*Dataset entries:*
++++++++++

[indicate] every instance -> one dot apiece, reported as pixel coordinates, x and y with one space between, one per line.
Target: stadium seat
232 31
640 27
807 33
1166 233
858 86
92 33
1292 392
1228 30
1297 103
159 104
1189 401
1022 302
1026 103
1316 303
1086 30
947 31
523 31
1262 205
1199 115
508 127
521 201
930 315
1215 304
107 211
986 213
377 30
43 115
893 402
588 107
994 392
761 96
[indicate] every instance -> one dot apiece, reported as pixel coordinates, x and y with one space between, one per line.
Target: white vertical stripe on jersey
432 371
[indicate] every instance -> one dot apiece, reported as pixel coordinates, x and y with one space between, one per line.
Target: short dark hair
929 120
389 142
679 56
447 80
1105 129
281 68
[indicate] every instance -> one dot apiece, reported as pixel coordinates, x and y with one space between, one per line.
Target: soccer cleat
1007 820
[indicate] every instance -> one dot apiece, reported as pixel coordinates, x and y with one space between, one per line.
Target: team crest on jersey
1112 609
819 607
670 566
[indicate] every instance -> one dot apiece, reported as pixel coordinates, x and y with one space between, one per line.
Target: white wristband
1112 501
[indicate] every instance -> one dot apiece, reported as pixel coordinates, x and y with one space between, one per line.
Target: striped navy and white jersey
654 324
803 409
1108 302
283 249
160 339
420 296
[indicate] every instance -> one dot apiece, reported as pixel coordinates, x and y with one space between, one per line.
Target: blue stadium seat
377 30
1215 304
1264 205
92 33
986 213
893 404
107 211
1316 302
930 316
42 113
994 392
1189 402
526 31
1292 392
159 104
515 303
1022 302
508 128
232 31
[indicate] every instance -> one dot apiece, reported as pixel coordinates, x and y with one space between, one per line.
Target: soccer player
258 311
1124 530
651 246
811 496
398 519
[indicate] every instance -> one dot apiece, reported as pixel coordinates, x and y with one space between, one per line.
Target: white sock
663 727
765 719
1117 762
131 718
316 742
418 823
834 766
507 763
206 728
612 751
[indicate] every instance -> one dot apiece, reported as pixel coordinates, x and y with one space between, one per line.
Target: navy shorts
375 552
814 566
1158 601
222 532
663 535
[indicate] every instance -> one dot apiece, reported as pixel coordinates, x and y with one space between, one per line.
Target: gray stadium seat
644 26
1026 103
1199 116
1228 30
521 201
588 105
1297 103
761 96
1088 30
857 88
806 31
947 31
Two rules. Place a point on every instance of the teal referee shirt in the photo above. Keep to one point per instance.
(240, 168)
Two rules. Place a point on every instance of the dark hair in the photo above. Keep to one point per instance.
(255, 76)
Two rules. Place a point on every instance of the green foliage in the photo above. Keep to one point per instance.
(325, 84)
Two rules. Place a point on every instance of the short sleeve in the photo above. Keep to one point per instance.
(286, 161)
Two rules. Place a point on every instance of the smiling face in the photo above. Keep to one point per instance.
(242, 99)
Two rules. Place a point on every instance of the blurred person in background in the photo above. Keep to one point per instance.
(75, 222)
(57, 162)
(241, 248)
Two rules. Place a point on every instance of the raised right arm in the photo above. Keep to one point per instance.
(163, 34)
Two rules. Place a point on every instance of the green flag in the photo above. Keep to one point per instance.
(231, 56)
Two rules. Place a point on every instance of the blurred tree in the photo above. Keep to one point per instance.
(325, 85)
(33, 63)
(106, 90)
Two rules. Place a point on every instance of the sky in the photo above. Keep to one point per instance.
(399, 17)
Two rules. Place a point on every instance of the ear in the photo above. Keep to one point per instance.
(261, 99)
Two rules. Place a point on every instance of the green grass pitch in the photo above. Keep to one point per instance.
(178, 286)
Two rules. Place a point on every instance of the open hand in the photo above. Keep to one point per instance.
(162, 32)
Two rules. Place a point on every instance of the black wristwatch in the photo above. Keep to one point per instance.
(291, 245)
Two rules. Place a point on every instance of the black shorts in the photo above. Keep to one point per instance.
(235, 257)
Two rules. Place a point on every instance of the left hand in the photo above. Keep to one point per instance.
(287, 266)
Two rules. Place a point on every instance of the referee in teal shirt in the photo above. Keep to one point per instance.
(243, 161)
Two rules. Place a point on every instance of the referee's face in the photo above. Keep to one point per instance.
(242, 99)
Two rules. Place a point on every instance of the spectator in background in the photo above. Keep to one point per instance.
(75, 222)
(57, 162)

++++++++++

*What is required:* From the line that contains "the black wristwatch" through the end of the records above, print every line exactly and nothing else.

*Completed exercise:*
Two rules. Place a point on every instance of the black wristwatch in the photo above. Keep to one point per instance.
(291, 245)
Two rules. Place a point on every instance of the black shorts in the photo above. Keep to one point per instance.
(235, 257)
Two rules. Place a point on every instance of the left hand in the photo above. Keep to one point per instance.
(287, 266)
Two rules. Place a point on every instance of the referee in teal shirt in the photo above. Keep to one point per instance.
(243, 161)
Two rules. Place a point on every instance of the referee's face in the photo above. Keep to one point per instance.
(242, 99)
Two rules. Place a point on every instance of the spectator in background in the photo above. Keep to one point per instance.
(75, 222)
(57, 162)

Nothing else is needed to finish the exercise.